(Work request): Find the line in the material below that contains "the red garment", then give it again, with all later lines, exactly as shown.

(Entries supplied):

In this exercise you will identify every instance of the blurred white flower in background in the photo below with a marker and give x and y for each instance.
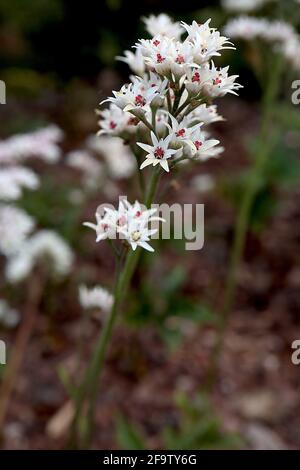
(119, 159)
(15, 226)
(46, 246)
(14, 179)
(9, 317)
(96, 297)
(130, 222)
(91, 168)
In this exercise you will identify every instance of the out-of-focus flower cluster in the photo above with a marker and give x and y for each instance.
(279, 34)
(18, 243)
(95, 298)
(17, 150)
(244, 5)
(129, 222)
(167, 105)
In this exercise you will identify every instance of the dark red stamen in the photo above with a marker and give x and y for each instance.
(139, 100)
(180, 133)
(159, 152)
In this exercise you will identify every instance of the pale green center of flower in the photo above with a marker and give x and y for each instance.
(136, 236)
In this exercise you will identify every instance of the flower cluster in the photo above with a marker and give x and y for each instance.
(279, 34)
(168, 103)
(15, 226)
(130, 222)
(9, 317)
(41, 144)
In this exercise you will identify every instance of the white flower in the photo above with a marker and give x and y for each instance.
(181, 58)
(163, 25)
(157, 153)
(14, 179)
(181, 132)
(97, 297)
(243, 5)
(218, 83)
(206, 41)
(135, 60)
(15, 226)
(130, 222)
(44, 245)
(135, 96)
(41, 144)
(203, 183)
(138, 235)
(158, 53)
(279, 34)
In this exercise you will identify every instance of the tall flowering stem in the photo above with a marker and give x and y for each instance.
(90, 385)
(247, 202)
(164, 113)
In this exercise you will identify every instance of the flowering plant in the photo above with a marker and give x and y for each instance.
(163, 114)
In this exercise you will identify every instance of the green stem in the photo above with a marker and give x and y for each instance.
(243, 219)
(90, 385)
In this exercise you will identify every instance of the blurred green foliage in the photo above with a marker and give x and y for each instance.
(281, 172)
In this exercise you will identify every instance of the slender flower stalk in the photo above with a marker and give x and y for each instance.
(162, 113)
(243, 218)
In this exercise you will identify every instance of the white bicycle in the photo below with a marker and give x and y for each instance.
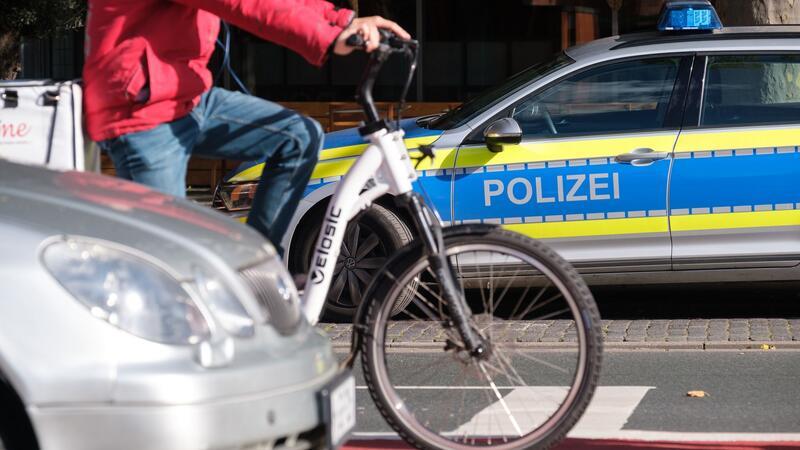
(484, 379)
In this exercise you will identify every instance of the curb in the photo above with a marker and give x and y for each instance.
(614, 346)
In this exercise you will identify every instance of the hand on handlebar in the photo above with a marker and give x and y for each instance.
(367, 28)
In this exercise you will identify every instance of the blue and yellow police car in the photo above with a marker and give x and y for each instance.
(660, 157)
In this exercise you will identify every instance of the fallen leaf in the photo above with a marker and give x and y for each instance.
(697, 394)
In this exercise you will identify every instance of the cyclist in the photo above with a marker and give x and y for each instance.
(150, 103)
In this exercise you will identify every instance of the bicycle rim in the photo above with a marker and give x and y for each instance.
(528, 392)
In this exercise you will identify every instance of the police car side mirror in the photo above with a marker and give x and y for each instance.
(505, 131)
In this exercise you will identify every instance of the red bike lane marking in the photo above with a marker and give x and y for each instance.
(604, 444)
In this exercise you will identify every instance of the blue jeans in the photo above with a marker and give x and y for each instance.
(228, 125)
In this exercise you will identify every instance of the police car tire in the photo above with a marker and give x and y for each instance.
(393, 233)
(372, 354)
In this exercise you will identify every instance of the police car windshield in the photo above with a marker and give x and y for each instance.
(469, 109)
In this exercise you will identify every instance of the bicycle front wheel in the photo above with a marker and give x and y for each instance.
(542, 330)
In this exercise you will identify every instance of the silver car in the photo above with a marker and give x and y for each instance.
(134, 320)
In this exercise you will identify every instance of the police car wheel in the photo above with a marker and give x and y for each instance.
(369, 241)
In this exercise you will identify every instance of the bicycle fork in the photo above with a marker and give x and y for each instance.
(431, 236)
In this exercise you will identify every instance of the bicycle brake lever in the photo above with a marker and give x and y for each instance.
(427, 153)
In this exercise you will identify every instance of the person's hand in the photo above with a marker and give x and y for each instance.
(367, 27)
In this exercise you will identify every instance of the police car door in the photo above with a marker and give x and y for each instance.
(590, 175)
(734, 190)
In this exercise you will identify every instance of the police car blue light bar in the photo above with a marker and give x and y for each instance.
(689, 15)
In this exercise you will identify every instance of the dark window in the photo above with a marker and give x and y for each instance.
(749, 90)
(623, 97)
(489, 97)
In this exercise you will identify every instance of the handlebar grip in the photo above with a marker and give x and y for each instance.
(355, 40)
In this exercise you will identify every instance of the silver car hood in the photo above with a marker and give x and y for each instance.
(174, 230)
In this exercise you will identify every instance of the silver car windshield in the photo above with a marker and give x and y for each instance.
(467, 110)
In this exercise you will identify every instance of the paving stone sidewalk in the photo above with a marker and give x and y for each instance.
(676, 334)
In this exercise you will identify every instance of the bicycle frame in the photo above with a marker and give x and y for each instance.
(383, 168)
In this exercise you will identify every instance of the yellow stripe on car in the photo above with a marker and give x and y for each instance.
(585, 228)
(337, 161)
(693, 141)
(758, 219)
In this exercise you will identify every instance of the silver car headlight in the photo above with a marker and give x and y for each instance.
(127, 291)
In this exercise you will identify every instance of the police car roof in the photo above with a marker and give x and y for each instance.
(728, 38)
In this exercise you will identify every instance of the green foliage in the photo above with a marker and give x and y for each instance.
(38, 18)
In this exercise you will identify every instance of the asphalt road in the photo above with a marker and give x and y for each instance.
(752, 396)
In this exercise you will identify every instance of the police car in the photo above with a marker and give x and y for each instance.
(669, 156)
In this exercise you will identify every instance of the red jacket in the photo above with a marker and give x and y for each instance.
(166, 45)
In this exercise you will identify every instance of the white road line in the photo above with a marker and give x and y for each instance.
(607, 414)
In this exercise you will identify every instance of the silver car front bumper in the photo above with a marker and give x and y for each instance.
(233, 422)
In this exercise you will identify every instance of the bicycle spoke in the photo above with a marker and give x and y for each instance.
(502, 401)
(338, 285)
(363, 276)
(375, 262)
(367, 246)
(353, 288)
(353, 240)
(510, 392)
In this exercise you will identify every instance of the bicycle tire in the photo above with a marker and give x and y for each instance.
(373, 350)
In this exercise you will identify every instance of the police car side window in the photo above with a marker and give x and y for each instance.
(751, 90)
(615, 98)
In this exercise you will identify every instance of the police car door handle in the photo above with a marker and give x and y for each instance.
(640, 157)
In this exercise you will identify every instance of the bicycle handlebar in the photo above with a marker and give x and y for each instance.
(390, 43)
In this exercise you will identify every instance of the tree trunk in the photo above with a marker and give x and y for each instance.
(9, 55)
(758, 12)
(781, 81)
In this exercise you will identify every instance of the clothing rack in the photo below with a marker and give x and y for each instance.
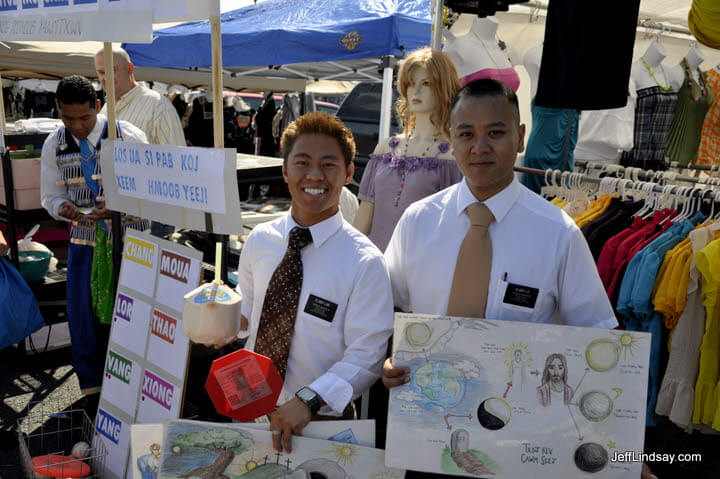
(712, 169)
(626, 183)
(636, 173)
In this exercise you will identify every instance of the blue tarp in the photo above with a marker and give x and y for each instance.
(278, 32)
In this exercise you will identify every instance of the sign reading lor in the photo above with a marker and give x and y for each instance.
(179, 176)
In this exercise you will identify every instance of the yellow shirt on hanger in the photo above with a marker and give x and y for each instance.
(708, 264)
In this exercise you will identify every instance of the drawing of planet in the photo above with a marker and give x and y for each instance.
(602, 354)
(440, 384)
(494, 413)
(595, 406)
(591, 457)
(417, 334)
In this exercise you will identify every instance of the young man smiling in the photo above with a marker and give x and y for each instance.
(315, 290)
(527, 260)
(70, 191)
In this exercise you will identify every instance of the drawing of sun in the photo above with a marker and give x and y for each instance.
(626, 342)
(345, 453)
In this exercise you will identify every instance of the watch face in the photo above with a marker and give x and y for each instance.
(306, 394)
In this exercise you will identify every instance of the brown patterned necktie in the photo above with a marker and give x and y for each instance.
(277, 319)
(468, 295)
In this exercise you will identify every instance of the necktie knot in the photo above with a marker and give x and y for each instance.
(299, 238)
(85, 150)
(480, 214)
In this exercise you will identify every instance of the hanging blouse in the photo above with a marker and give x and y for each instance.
(654, 112)
(705, 388)
(393, 181)
(694, 99)
(709, 150)
(676, 397)
(551, 143)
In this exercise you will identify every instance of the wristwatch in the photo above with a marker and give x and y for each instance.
(310, 398)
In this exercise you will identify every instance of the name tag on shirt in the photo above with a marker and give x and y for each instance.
(321, 308)
(517, 295)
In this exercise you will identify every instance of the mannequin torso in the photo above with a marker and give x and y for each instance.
(694, 58)
(477, 54)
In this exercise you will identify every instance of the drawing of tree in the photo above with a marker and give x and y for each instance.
(226, 443)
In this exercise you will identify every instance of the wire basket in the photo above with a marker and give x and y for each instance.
(42, 432)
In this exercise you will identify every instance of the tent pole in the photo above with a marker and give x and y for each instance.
(218, 126)
(436, 13)
(109, 60)
(386, 98)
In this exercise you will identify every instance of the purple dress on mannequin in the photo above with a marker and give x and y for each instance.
(393, 181)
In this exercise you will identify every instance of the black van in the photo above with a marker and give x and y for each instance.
(360, 111)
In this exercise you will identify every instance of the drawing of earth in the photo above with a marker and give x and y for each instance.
(441, 384)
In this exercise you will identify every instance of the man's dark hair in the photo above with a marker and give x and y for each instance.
(487, 87)
(76, 90)
(322, 124)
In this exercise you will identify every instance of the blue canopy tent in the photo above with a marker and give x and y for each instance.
(322, 39)
(318, 39)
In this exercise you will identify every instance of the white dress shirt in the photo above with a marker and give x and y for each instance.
(338, 359)
(535, 245)
(53, 195)
(152, 113)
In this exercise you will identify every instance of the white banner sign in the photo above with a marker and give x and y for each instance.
(180, 176)
(97, 20)
(173, 185)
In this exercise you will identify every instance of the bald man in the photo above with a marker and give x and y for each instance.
(142, 107)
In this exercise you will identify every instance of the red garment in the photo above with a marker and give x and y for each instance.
(609, 250)
(635, 243)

(Finished exercise):
In this exercise you will identify every instance of the red garment in the photo above with a marker and give x and y for each instance.
(609, 250)
(635, 243)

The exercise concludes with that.